TASK TO COMPLETE: From the excerpt on public business entities, explain in one to three sentences why NFP conduit bond obligors follow the nonpublic effective dates under ASU 2016-01.

The FASB codification uses various terms to describe the classes of entities to which these different requirements apply, discussed in NP 1.3.1 and NP 1.3.2.

1.3.1 Public business entity

The term public business entity, which is widely used throughout the FASB’s accounting standards codification, categorically excludes NFPs. For certain standards, the FASB requires “public” NFPs (i.e., those NFPs that have issued, or are a conduit bond obligor for, securities that are traded, listed, or quoted in an exchange or over-the-counter market) to adopt the standard at the same time and/or provide the same disclosures as public business entities. For example, the effective date provisions of ASU 2014-09, Revenue from Contracts with Customers, included a specific reference to NFP conduit bond obligors, making it clear these entities were subject to the same requirements as public business entities. Alternatively, ASU 2016-01, Recognition and Measurement of Financial Assets and Financial Liabilities, established different effective date requirements for public business entities, but did not specify different requirements for NFP conduit bond obligors. In that standard, all NFPs (including NFP conduit bond obligors) apply the effective date requirements for nonpublic entities, as can be seen in Figure NP 1-2.

MATERIAL PROVIDED:
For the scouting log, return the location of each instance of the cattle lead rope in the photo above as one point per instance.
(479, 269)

ANSWER TO THIS TASK: The term public business entity categorically excludes NFPs. ASU 2016-01 set different effective date requirements for public business entities but did not specify different requirements for NFP conduit bond obligors, unlike ASU 2014-09, which referred to them specifically. As a result, all NFPs under ASU 2016-01, including conduit bond obligors, apply the effective date requirements for nonpublic entities.